— begin Document extract —
Manlet pushes me to the ground out of nowhere while I'm sitting (story time again, eventful night)

Good on you for not getting back up and tossing the chair at the Khabib sized guy..
 
Well, you knew this dude was her boyfriend, you knew she was kind of a mess and had been kinda hoeing it up with you in his presence, you knew they had been drinking, you saw him pacing around the parking lot suspiciously, you saw him mumble shit suspiciously (you should've asked your friend what the hell he said instead of blowing him off), and you knew he was a manlet, and you still failed to put 2 and 2 together my dude.

The way you wrote about this chick makes it seem like you were really smitten by her, and it's possible (almost certain) that this came out in your body language and mannerisms without you noticing, inspiring a typical case of manlet-rage. You should've been expecting some weird shit from this guy as soon as you saw him come by and angrily mumble shit to your friend, and you should've tried to extract every detail from your friend, but you were too oblivious to the whole dynamic of the situation. Overall it seems like you are somewhat naive, because strange, pissed off, mumbling, pacing, cold, drunk manlets in their natural habitat are known to be unpredictable.

The offering of the jacket was just fuel to the fire. I've honestly never seen a guy offer another guy they've never met a jacket, unless it's a child. That's something you do with girls, and he might've interpreted like you were trying to emasculate him even further, and you probably incensed his natural manlet instincts. Offering him a jacket two sizes too big was the spiritual equivalent of bending him over and taking his manhood in front of the world. At the end of the day, it's a good lesson for the development of your situational awareness.

Post some pics of brown curly haired ex-drug addict tho.
 
You seem like a good dude however it's very bazaar behavior to offer a dude your jacket... then compliment his jacket. He may have thought you were low key mocking him.
 
from the sounds of it you hit on some dudes gf an they gt pissed.

Shit way to handle it but you are def to blame here a little.
 
You're a manlet's manlet, TS.

A manlet's manlet's manlet.
 
Even in text format, you offering your coat to the insecure little dog and then complimenting his coat when he pulled his own one out sounded condescending as fuck lol

At the end of the day it's just drunk people being dicks, nothing to think too deeply about.
— end Document extract —
— begin Data provided —
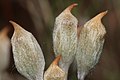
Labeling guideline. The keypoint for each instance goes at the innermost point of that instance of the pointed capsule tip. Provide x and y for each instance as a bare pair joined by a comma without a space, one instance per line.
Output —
15,25
57,59
71,6
104,13
5,30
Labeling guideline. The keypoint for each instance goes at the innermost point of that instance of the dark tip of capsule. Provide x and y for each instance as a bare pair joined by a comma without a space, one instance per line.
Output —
69,8
57,59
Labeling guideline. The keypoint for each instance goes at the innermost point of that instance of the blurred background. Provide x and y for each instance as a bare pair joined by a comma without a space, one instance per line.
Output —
37,16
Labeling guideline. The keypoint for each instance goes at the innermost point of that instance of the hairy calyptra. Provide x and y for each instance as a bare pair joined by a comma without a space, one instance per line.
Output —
54,72
28,56
65,37
90,45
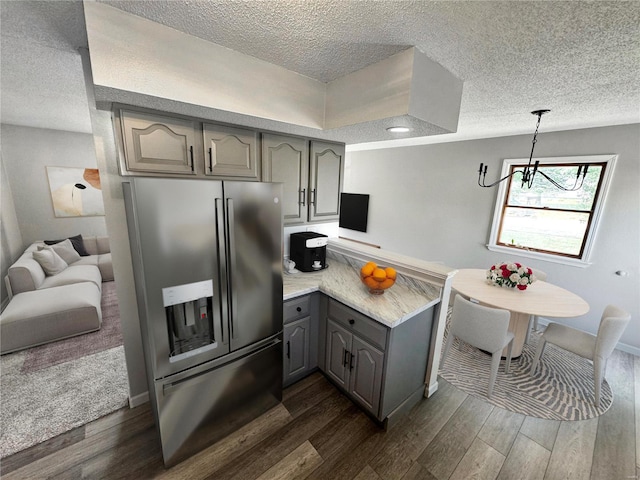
— end Data provided —
Objectives:
1. Pull out every line of the rows that contains the word "capsule", matching case exactly.
2. Pick up the comment thread about being pushed to the ground and keep it going from its last comment.

Responses:
1.
Labeling guideline. The keypoint for each instance goes at the innermost point of that instance of the pointed capsule tip. Provide x and y for each instance as a bare pair joined by a comma without a space, one instance per line.
Labeling guideline. The keypoint for each instance goes at the innermost point of that instance of the dark tip of capsule. Provide x and y for each instance as a bare pair joined by a comma without a space, one instance per line.

2.
TS has completely abandoned this thread because it didn't go the way he thought it would. 😂
 
Bolded part is so true. They always turn everything into "respect" when I don't think they even know the meaning of it and the insecurity from their life of failure coupled with low IQ makes them a drama tinderbox. Always better to just avoid them.

Yep. It's sad that people are like this but a good percentage of our population are cut right from this cloth. They're usually high school drop outs. Their lives revolve around weed and "respect". They struggle to hold down jobs. They ignore you when you attempt to help them get a better job. They get fired from their jobs because their bosses are "assholes". They're impulsive with their money and their attitudes.

They're always just a few dollars short of paying their bills. Trouble always seems to find them "for no reason" according to them. They don't have any healthy hobbies so drama with family and friends keeps them entertained, despite the fact that they claim that they hate it. They tend to have run ins with the cops because cops are "dicks". The list goes on and on. I don't like shitting on people but the more you hang out with this type, the more likely trouble is to find you.
 
You are hanging out with dipshits. That's the problem. I did that too and I was one of the dipshits, but I stopped in my younger 20s. I can't imagine doing that at 30ish.
 
Assuming this story is true, you seem to have an issue with "reading the room"

1- you had a playful/flirty/fun conversation with someone else's girl. And he was there.

Bad idea.

2- "mumbling guy"

Just stay away from a a dude like that.

- keep an eye on him
- but definitely don't
a) flirt with his girl
b) engage in any sort of conversation
c) turn your back
d or get caught with your guard down
___________________________________

I'm guessing you haven't been in many bar fights.
If you had, you would have immediately spotted mumbling guy and read him as a potential trouble starter, as your friend did.
5'3 = insecure/napoleon complex

Lesson 1

if you poke the bear, expect it to bite you, especially the little short insecure bear that has probably had a chip on his shoulder his whole life for being a short little bearlet.

Lesson 2

Watch out for flirty girls who are in a committed relationship with someone else.
They bring nothing but trouble.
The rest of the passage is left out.